# [Testo]

===============

La
materia della diseredazione è sempre stata molto dibattuta nel diritto italiano.
Dottrina e giurisprudenza sono state, infatti, più volte chiamate a
pronunciarsi sulle clausole testamentarie contenenti tali disposizioni.
Prendendo
spunto da una recentissima sentenza della Cassazione, la n.8352/2012,
analizziamo quali sono stati, negli anni, gli sviluppi dottrinari e della
Suprema Corte.
In
primo luogo appare utile evidenziare quanto prevede il codice civile a tutela
dei diritti dei legittimari.
L'art.
457, 3° comma del codice civile dispone che: "le disposizioni
testamentarie non posso pregiudicare i diritti che la legge riserva ai
legittimari". Questo vuol dire che la legge riserva in ogni caso una quota
di eredità o di altri diritti ad alcune categorie di persone – i legittimari
appunto - che sono: il coniuge, i figli legittimi, naturali, legittimati o
adottivi, gli ascendenti legittimi del
de cuius (art. 536 c.c.).

===============

# [Materiale fornito]

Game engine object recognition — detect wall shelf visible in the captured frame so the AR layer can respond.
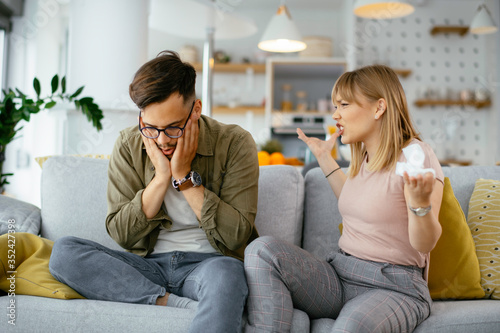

===============

# [Consegna]
Nel testo sulla diseredazione, quale articolo del codice civile viene citato insieme all'elenco dei legittimari? Il materiale fornito non serve per svolgere l'esercizio.

# [Risultato]
L'articolo 536 del codice civile.